§ What this task involves
Please copy out the entries exactly, skipping any pictures.

Data provided Start Marker

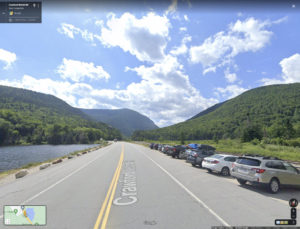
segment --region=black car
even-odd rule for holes
[[[197,149],[187,156],[186,161],[191,163],[192,166],[199,165],[202,168],[202,161],[205,157],[209,157],[215,154],[215,148],[210,145],[199,145]]]
[[[176,145],[172,148],[172,152],[171,152],[171,156],[173,158],[178,158],[178,159],[181,159],[183,158],[183,153],[184,151],[186,150],[186,146],[183,146],[183,145]]]
[[[150,143],[149,147],[150,149],[153,149],[154,143]]]
[[[154,144],[154,145],[153,145],[153,149],[156,149],[156,150],[157,150],[157,149],[158,149],[158,144]]]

Data provided End Marker

§ Result
segment --region=black car
even-odd rule for holes
[[[197,149],[187,156],[186,161],[191,163],[192,166],[199,165],[202,168],[202,161],[205,157],[209,157],[215,154],[215,148],[210,145],[199,145]]]
[[[176,145],[172,148],[172,152],[171,152],[171,156],[173,158],[178,158],[178,159],[181,159],[183,158],[183,153],[184,151],[186,150],[186,146],[183,146],[183,145]]]
[[[150,143],[149,147],[150,149],[153,149],[154,143]]]
[[[154,144],[154,145],[153,145],[153,149],[156,149],[156,150],[157,150],[157,149],[158,149],[158,144]]]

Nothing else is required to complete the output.